Referring expression pointing data:
____
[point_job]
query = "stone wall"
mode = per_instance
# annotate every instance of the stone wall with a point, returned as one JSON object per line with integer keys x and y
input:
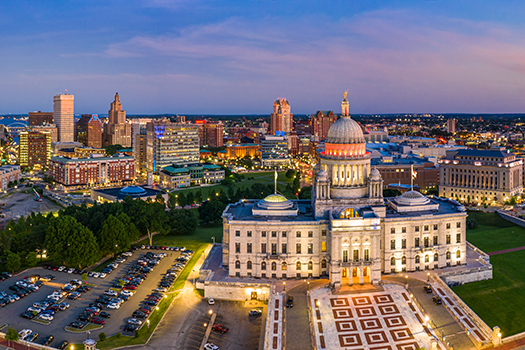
{"x": 235, "y": 290}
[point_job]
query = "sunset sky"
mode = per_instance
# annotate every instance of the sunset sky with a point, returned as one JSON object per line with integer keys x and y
{"x": 238, "y": 56}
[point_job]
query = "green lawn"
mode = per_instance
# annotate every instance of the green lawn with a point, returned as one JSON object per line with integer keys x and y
{"x": 498, "y": 301}
{"x": 495, "y": 233}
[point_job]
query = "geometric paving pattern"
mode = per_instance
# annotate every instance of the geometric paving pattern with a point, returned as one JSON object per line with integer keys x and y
{"x": 372, "y": 321}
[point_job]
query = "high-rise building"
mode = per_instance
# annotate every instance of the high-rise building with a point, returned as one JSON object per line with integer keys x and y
{"x": 451, "y": 125}
{"x": 171, "y": 144}
{"x": 117, "y": 131}
{"x": 34, "y": 148}
{"x": 81, "y": 128}
{"x": 39, "y": 118}
{"x": 214, "y": 133}
{"x": 63, "y": 116}
{"x": 321, "y": 123}
{"x": 94, "y": 132}
{"x": 281, "y": 118}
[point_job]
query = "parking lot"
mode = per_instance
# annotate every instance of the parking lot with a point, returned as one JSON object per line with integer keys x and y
{"x": 10, "y": 313}
{"x": 244, "y": 331}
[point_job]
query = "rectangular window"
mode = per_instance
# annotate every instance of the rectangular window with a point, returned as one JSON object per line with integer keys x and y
{"x": 345, "y": 255}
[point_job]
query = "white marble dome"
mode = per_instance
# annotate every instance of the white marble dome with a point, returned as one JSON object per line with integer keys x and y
{"x": 345, "y": 131}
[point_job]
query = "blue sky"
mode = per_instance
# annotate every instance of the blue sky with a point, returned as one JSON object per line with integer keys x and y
{"x": 237, "y": 57}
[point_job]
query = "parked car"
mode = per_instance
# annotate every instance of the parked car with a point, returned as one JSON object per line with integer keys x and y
{"x": 219, "y": 328}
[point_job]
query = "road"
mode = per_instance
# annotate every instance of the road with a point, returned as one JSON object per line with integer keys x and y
{"x": 63, "y": 318}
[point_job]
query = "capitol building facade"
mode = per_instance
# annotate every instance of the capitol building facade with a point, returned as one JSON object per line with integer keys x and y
{"x": 347, "y": 232}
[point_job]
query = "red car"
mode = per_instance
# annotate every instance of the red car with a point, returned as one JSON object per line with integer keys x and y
{"x": 98, "y": 320}
{"x": 219, "y": 328}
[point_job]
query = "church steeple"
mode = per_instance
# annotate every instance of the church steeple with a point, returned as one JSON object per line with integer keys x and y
{"x": 345, "y": 106}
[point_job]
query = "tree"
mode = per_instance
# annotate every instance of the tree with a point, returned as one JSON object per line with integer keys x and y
{"x": 113, "y": 236}
{"x": 12, "y": 262}
{"x": 70, "y": 242}
{"x": 211, "y": 211}
{"x": 182, "y": 222}
{"x": 11, "y": 335}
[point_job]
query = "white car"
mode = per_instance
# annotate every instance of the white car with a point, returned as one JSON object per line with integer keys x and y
{"x": 24, "y": 332}
{"x": 211, "y": 346}
{"x": 46, "y": 317}
{"x": 134, "y": 321}
{"x": 113, "y": 306}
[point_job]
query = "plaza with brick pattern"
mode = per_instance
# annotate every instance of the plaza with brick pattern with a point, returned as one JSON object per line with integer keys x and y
{"x": 383, "y": 320}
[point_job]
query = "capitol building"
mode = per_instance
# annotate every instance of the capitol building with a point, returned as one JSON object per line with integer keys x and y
{"x": 347, "y": 232}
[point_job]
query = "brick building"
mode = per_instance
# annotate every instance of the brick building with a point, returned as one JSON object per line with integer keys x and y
{"x": 94, "y": 171}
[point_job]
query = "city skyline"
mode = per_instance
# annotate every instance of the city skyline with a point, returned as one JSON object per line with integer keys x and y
{"x": 238, "y": 57}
____
§ **Activity**:
Wherever "stone" appears in a line of the entries, copy that line.

§ **Response to the task**:
query = "stone wall"
# annotate every instance of the stone wall with a point, returned as one JSON object per line with integer keys x and y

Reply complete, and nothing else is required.